TASK OBJECTIVE = Count the lines in the records below that contain the string "under", matching case exactly, and give only the resulting number.

--- Begin PROVIDED INFORMATION ---

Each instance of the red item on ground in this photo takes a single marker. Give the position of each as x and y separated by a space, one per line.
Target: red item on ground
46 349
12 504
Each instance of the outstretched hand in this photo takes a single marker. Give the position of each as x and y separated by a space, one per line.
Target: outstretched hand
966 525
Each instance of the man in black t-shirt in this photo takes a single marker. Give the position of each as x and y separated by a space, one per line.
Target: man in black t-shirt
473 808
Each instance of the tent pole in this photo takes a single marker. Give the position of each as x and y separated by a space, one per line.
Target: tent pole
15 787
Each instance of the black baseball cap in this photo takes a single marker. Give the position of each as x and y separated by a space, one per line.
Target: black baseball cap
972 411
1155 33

--- End PROVIDED INFORMATION ---
--- Begin PROVIDED INFORMATION ---

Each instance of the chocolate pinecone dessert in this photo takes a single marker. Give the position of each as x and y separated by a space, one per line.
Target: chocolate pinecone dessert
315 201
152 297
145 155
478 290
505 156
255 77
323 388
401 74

--- End PROVIDED INFORMATION ---
--- Begin PROVIDED INFORMATION ---

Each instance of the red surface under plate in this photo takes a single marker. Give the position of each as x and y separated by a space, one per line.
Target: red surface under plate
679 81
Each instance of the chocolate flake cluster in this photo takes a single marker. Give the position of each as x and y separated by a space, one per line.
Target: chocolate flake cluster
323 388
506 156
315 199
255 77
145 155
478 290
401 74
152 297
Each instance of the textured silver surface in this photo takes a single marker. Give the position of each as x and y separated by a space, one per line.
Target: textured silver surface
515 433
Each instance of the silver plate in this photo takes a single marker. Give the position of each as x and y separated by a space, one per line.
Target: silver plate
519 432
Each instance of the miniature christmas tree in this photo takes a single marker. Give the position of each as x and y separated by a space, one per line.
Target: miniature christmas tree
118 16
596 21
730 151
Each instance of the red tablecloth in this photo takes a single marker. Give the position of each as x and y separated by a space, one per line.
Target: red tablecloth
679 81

--- End PROVIDED INFORMATION ---

TASK RESULT = 2